PROBLEM TO SOLVE -> Can you quote, word for word, every line from the first line of the records below through the line containing "rough mask: <svg", and nothing else?

>>>>>

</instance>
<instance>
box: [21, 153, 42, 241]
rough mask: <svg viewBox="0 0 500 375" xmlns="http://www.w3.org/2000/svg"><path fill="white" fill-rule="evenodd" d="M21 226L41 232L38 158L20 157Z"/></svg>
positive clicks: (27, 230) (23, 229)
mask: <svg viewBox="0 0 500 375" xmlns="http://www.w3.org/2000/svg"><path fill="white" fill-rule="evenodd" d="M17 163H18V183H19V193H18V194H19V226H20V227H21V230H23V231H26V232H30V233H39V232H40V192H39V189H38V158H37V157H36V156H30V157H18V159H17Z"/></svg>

<<<<<

SOLUTION FOR THIS EXERCISE ->
</instance>
<instance>
box: [21, 153, 42, 241]
rough mask: <svg viewBox="0 0 500 375" xmlns="http://www.w3.org/2000/svg"><path fill="white" fill-rule="evenodd" d="M21 226L41 232L38 158L20 157Z"/></svg>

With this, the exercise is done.